=== Provided data ===

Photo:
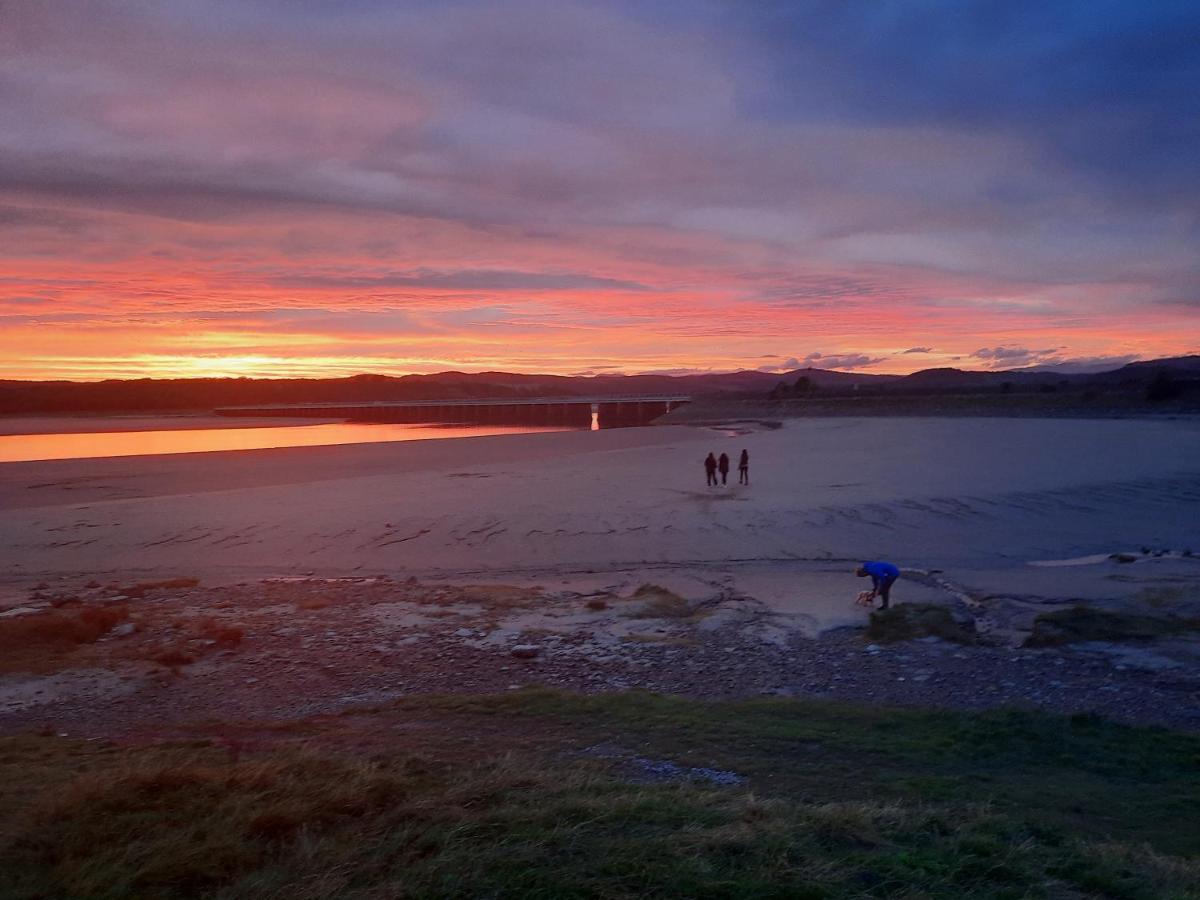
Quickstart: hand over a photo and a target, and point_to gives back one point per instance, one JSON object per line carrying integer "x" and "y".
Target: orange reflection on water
{"x": 27, "y": 448}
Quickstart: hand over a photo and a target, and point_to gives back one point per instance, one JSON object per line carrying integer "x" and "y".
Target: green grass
{"x": 1085, "y": 623}
{"x": 493, "y": 797}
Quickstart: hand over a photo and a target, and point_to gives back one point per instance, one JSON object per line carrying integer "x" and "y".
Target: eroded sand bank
{"x": 352, "y": 574}
{"x": 976, "y": 498}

=== Task to complete ===
Exclude the images and reproduce the remaining data exactly.

=== Response below ===
Photo:
Quickstart: hand over a photo and a target, and point_to gives back one point per instance, one JSON object per line carrying integer "x" and "y".
Target: orange reflection on water
{"x": 27, "y": 448}
Quickstart: hand over a photo and a target, and point_to gives back one point per instance, one JSON object per line carrying integer "x" and "y".
Target: green grass
{"x": 1085, "y": 623}
{"x": 493, "y": 797}
Quickstart: hand over a photo and a target, and point_to gives back one point per instance, one JSON object per line carrying integer "x" and "y".
Target: eroded sand bank
{"x": 352, "y": 574}
{"x": 976, "y": 498}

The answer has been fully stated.